WHAT IS EXPECTED: Set down the passage of the breast screening text between "What if I am" and "needs further investigation.", inclusive, copying it word for word.

DOCUMENT PASSAGE:
————

When will I get my results?
Your mammogram will be independently examined by two or more specially trained health professionals. Your results will be sent to you within 2-4 weeks. Your results will also be sent to your doctor if you provided their details.
What if I am asked to comeback for further tests?
Sometimes clients will be asked to come back to BreastScreen for more tests. This does not mean breast cancer is present, but sometimes more tests are needed to make sure. This happens more often for clients having a mammogram for the first time. This is usually because there are no other mammograms to compare with. Most clients who are called back for further tests do not have breast cancer.
Will a breast screen find all cancers?
Breast screens are the most effective test for finding breast cancer early. However, they are not 100% accurate. There is a small chance that a screening mammogram will look normal even if a breast cancer is present.
Frequently asked questions
You have been asked back for further tests because there is an area on your mammogram (breast screen) that needs further investigation.
Most people who are called back for further tests do not have breast cancer.
Any tests required for further assessment are free of charge.
If you would like further information, you can call the Assessment Service you have been asked to visit and talk to a specially trained nurse counsellor.
On arrival you will meet a nurse counsellor who will explain what is to happen during the assessment visit.

————

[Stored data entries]
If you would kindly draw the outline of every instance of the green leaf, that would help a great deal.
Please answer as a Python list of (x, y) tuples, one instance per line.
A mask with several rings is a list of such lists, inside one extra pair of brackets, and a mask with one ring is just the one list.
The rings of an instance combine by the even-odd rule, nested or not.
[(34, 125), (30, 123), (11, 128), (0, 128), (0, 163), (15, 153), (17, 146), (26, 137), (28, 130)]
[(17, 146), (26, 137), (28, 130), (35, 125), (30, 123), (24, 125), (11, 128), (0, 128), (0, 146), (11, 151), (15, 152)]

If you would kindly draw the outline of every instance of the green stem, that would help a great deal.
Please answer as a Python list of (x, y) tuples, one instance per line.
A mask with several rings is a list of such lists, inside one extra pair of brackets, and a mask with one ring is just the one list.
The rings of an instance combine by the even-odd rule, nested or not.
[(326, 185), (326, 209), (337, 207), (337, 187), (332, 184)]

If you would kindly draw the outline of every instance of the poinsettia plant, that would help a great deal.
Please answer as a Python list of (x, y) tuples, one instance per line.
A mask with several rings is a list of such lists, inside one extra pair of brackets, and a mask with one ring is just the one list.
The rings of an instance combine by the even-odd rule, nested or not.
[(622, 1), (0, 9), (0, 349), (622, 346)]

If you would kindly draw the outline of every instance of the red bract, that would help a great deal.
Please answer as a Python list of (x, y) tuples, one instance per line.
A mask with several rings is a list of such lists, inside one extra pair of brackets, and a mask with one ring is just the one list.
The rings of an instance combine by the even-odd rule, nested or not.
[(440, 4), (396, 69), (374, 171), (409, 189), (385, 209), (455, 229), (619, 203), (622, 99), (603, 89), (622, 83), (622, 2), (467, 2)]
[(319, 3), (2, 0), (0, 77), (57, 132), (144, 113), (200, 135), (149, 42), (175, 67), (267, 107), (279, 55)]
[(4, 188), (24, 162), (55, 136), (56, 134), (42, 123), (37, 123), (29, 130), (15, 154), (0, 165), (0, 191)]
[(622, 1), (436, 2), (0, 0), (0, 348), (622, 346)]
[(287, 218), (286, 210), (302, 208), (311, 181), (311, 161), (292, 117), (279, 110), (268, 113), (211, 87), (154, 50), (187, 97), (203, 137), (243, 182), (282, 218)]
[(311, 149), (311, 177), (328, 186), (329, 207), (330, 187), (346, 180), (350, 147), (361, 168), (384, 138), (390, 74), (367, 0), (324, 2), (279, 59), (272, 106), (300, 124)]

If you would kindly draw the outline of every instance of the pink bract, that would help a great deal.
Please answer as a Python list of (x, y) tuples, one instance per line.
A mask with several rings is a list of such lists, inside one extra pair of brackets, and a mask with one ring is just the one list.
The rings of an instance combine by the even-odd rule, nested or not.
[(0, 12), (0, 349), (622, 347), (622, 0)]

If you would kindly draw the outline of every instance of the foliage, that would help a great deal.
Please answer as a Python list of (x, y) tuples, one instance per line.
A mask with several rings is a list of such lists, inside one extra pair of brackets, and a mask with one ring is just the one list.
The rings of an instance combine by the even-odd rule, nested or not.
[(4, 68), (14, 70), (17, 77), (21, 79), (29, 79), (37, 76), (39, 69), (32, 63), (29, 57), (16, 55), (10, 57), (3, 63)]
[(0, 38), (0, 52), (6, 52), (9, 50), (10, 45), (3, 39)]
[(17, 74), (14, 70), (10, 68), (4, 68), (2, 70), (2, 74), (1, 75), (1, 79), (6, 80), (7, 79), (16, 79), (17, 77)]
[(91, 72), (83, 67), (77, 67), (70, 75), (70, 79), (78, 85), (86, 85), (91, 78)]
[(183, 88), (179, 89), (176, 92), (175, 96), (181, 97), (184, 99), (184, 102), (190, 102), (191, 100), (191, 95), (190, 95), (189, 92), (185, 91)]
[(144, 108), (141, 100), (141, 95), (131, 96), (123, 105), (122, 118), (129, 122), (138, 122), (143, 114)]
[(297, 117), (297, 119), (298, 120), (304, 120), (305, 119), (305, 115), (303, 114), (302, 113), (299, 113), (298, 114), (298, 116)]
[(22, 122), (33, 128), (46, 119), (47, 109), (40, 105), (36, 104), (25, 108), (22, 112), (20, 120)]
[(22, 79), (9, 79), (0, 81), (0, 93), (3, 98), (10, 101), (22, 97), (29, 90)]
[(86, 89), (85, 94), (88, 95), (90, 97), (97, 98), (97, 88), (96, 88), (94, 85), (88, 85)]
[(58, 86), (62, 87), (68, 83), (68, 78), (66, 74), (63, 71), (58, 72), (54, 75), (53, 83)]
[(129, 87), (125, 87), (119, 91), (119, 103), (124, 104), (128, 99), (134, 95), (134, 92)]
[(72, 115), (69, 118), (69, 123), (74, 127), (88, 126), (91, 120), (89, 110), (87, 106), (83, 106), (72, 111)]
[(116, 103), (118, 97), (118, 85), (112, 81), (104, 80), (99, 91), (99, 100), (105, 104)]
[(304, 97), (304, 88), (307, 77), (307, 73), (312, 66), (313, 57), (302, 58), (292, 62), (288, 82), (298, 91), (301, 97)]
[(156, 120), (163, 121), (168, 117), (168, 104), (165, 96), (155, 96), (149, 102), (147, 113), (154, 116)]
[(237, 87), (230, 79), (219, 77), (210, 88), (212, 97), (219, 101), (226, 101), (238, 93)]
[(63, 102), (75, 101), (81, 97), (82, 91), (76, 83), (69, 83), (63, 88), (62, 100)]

————

SOLUTION TO THIS TASK:
What if I am asked to comeback for further tests?
Sometimes clients will be asked to come back to BreastScreen for more tests. This does not mean breast cancer is present, but sometimes more tests are needed to make sure. This happens more often for clients having a mammogram for the first time. This is usually because there are no other mammograms to compare with. Most clients who are called back for further tests do not have breast cancer.
Will a breast screen find all cancers?
Breast screens are the most effective test for finding breast cancer early. However, they are not 100% accurate. There is a small chance that a screening mammogram will look normal even if a breast cancer is present.
Frequently asked questions
You have been asked back for further tests because there is an area on your mammogram (breast screen) that needs further investigation.